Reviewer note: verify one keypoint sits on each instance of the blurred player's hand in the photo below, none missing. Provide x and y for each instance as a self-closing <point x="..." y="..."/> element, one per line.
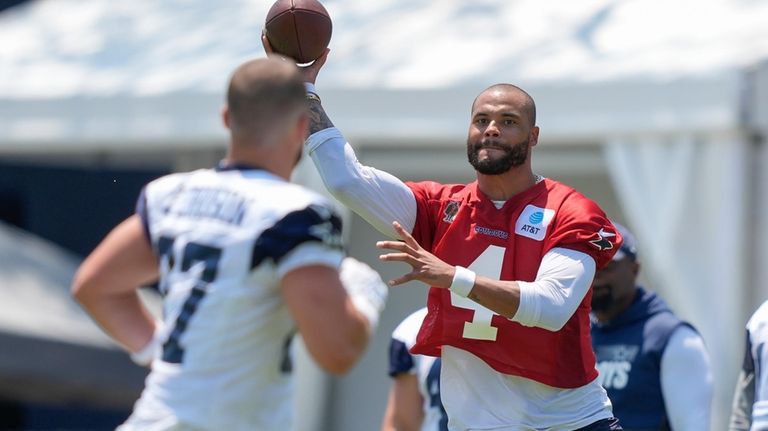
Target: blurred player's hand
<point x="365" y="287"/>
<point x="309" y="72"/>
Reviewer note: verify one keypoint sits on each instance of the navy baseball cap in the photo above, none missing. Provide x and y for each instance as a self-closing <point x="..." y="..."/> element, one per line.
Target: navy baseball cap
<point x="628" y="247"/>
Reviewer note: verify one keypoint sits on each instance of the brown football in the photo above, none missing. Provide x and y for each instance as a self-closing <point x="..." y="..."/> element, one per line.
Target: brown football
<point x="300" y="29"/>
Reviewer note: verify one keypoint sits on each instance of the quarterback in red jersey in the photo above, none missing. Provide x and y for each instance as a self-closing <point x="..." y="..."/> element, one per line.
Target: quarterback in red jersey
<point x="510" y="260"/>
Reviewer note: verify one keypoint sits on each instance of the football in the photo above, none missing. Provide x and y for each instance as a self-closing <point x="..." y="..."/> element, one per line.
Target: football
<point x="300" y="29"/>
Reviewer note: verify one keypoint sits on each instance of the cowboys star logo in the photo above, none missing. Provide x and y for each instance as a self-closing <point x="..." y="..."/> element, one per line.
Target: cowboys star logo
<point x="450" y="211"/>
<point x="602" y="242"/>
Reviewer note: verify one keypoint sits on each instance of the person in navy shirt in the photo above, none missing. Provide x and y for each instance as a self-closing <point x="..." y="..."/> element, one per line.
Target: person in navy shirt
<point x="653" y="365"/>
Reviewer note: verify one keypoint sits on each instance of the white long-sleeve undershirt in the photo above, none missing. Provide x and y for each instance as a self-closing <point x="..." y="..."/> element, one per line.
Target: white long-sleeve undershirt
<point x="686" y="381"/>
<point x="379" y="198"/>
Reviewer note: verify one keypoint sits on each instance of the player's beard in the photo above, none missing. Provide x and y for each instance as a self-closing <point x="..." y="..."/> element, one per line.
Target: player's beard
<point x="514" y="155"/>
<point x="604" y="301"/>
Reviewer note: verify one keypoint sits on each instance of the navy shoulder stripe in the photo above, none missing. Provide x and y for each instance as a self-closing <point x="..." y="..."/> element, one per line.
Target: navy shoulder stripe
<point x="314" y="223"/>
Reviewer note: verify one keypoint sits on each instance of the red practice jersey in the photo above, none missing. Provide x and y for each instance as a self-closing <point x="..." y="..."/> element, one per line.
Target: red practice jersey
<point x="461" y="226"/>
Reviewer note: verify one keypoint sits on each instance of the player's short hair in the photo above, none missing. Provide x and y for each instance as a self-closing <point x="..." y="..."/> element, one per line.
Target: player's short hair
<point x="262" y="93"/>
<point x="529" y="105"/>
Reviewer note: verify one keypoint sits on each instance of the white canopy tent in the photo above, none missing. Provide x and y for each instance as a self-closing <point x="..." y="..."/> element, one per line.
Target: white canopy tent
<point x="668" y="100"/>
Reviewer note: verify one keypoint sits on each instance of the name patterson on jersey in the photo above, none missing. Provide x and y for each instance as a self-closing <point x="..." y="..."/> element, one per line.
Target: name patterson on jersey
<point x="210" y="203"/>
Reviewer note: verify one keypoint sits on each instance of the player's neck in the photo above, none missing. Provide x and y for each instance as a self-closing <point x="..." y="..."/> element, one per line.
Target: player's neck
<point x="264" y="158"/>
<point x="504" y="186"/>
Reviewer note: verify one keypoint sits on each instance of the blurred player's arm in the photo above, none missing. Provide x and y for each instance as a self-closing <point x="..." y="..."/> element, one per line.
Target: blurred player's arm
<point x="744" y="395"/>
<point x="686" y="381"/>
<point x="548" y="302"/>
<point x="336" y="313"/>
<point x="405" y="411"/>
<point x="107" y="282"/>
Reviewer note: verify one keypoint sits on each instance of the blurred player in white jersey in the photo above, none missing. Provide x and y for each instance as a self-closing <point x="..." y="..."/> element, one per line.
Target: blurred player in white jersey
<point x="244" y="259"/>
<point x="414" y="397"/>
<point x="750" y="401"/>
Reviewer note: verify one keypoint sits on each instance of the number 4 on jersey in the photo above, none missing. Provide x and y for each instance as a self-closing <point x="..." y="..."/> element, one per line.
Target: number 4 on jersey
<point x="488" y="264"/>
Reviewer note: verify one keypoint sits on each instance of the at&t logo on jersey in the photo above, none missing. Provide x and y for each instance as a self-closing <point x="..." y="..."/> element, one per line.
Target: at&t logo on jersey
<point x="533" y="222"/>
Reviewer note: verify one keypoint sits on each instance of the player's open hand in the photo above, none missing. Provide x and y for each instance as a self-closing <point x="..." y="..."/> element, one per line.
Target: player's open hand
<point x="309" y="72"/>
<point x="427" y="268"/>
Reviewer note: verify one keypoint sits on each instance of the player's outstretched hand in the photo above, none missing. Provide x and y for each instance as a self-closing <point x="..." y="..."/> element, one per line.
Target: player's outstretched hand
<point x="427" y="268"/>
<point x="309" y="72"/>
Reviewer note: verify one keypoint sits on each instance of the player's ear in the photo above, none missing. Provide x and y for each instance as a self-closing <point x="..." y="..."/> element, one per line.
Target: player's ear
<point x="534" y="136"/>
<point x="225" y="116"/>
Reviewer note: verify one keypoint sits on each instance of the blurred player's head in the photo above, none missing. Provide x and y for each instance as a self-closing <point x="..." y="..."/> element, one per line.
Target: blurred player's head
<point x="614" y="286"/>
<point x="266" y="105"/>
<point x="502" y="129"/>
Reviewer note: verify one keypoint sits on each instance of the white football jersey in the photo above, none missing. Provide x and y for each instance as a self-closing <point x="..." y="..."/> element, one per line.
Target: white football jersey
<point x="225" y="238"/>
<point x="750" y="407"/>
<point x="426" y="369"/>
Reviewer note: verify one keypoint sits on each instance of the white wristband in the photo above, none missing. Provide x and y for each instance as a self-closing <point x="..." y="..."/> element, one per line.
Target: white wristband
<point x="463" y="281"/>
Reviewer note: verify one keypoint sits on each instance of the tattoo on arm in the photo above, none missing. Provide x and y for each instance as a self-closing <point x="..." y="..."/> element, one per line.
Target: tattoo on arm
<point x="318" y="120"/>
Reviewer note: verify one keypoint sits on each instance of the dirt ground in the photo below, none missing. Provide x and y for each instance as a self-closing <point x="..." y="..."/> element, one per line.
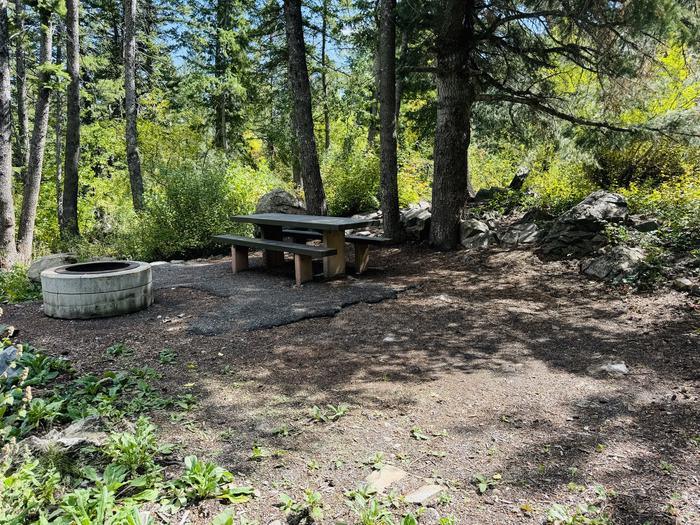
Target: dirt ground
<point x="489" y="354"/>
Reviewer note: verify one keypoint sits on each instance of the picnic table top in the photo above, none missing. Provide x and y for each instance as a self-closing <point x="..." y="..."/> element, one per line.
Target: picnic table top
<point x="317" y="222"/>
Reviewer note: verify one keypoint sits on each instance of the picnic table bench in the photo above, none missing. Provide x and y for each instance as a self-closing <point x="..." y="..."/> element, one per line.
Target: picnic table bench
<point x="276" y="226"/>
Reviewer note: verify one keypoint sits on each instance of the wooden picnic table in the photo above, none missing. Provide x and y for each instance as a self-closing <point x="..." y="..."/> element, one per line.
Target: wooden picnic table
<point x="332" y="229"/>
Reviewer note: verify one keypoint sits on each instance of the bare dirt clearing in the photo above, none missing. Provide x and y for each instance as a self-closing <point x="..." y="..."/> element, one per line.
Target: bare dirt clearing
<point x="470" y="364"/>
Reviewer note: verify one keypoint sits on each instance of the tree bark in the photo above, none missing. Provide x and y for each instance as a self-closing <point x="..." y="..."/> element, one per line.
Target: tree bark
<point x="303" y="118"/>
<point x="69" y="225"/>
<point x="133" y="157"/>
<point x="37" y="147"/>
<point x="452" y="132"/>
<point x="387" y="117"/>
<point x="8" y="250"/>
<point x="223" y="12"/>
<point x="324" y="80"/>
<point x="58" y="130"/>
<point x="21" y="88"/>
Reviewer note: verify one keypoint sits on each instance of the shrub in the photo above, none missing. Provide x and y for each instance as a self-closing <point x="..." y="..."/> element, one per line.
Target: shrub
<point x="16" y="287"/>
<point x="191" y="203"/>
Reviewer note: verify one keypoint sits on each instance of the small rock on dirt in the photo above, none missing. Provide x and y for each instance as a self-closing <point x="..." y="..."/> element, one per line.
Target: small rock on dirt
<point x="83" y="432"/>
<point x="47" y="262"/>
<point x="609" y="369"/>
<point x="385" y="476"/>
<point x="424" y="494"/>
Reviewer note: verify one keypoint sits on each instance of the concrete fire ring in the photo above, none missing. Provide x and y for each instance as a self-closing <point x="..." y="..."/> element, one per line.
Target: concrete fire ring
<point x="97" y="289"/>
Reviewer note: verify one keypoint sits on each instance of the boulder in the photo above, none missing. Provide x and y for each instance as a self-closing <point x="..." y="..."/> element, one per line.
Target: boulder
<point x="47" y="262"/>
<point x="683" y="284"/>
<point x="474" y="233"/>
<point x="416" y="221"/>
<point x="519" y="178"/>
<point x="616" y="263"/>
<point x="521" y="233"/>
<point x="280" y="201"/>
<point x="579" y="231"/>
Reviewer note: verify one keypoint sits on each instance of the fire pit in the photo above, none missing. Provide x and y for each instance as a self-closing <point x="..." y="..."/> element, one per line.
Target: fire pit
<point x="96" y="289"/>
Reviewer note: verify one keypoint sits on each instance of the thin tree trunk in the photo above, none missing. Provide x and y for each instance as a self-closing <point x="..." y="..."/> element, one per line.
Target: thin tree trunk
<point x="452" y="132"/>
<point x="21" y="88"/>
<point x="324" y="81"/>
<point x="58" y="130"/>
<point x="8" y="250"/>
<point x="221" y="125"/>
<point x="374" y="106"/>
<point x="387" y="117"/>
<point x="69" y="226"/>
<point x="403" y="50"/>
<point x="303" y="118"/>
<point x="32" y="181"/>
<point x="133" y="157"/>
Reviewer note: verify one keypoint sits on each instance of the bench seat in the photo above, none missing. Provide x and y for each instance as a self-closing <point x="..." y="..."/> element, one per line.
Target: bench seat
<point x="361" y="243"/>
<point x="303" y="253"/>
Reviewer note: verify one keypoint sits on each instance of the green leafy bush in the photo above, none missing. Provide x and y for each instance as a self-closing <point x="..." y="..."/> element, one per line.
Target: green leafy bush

■ ■ ■ ■ ■

:: TASK BRIEF ::
Please reproduce the lines from the line with "Target: player's short hair" to the line with "the player's neck", both ends included, exactly as they appear above.

:: EXPECTED ANSWER ::
Target: player's short hair
<point x="262" y="93"/>
<point x="529" y="105"/>
Reviewer note: verify one keypoint sits on each instance of the white canopy tent in the photo above, none missing. Provide x and y for each instance as a self-closing <point x="..." y="..."/> element, one per line.
Target: white canopy tent
<point x="668" y="100"/>
Reviewer note: verify one keypoint sits on each instance of the name patterson on jersey in the photo above, none missing. Provide x and y for each instance as a self-closing <point x="..." y="..."/> element, one per line.
Target: name patterson on jersey
<point x="210" y="203"/>
Reviewer note: verify one keypoint sits on each instance of the player's neck in the photo above, none missing. Provide x and y for each instance as a self-closing <point x="..." y="..."/> element, one per line.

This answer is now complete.